■ **PROBLEM STATEMENT**
Reproduce the data in full, exactly.

■ **Data excerpts**
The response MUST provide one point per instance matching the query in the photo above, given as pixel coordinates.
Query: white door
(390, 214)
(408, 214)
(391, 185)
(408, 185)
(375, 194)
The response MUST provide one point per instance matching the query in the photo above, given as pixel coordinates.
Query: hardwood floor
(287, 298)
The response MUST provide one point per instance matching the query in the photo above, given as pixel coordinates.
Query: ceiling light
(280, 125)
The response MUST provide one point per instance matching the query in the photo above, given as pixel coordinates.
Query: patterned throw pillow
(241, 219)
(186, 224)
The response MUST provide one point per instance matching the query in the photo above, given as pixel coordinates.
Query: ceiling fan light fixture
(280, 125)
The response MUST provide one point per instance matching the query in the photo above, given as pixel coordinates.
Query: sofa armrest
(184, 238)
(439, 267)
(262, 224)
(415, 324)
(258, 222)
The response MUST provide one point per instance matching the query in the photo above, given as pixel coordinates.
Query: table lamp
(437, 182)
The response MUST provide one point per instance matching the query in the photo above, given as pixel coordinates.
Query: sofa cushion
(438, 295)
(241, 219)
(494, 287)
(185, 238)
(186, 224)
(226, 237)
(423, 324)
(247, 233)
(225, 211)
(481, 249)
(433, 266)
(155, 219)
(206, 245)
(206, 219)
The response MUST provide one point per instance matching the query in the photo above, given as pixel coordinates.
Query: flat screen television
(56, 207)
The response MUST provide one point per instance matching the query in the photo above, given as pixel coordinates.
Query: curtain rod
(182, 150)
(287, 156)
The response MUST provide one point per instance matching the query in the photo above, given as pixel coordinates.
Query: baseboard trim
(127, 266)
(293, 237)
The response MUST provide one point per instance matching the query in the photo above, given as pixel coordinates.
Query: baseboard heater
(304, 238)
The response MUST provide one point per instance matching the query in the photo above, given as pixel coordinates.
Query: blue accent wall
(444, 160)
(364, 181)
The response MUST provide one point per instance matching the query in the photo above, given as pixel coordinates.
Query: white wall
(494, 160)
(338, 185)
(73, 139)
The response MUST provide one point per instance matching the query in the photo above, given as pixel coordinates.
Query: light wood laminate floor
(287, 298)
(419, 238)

■ **ANSWER SPACE**
The response MUST provide one point per instance matching the query in the photo above, given as pixel coordinates.
Query: white door
(390, 214)
(408, 214)
(391, 185)
(408, 185)
(375, 194)
The response MUST provide one point per instance matching the query in the photo above, given as pixel coordinates.
Query: hardwood floor
(287, 298)
The response MUST provide one point per instance matching the query in the photo above, given as pixel coordinates.
Query: ceiling light
(280, 125)
The response MUST provide one point per instance matching the query in the photo above, given as pixel coordinates.
Query: patterned throw pillow
(241, 219)
(186, 224)
The response MUST provide one point per instance matching the query in the photo above, given as pixel coordinates.
Query: ceiling fan light fixture
(280, 125)
The response MUST provide one point per instance matching the query in the photo above, given as pixel coordinates.
Query: sofa armrest
(184, 238)
(439, 267)
(262, 224)
(415, 324)
(258, 222)
The response MUST provide one point per instance matching the query in the photo above, given as pixel coordinates.
Query: table lamp
(437, 182)
The response MUST provide one point per instance matching the query in the photo above, given as pixel coordinates.
Query: sofa cushion
(438, 295)
(241, 219)
(494, 287)
(185, 238)
(186, 224)
(226, 237)
(423, 324)
(247, 233)
(225, 211)
(481, 249)
(433, 266)
(155, 219)
(206, 245)
(206, 219)
The response MUST provide one point per instance matching the query in the photo above, given as pixel coordinates.
Query: flat screen television
(56, 207)
The response MUST provide one point per instance matching the query in the photo above, given as pixel coordinates.
Query: curtain rod
(182, 150)
(287, 156)
The response MUST provide one point per instance matching the query in the photo above, given as pixel coordinates.
Query: baseboard trim
(127, 266)
(293, 237)
The response MUST provide one point per instance matching the query in the photo above, given as pixel coordinates.
Query: baseboard heater
(304, 238)
The response MUST provide one point per instance matching the query in the photo above, given as pixel coordinates.
Query: blue accent wall
(444, 160)
(364, 181)
The response MUST provide one point per instance matching the query in the photo above, given as pixel coordinates.
Query: white wall
(494, 160)
(338, 185)
(73, 139)
The response MUST provide one point per instance matching the query in the photo above, given as pixel coordinates.
Query: light wood laminate floor
(287, 298)
(419, 238)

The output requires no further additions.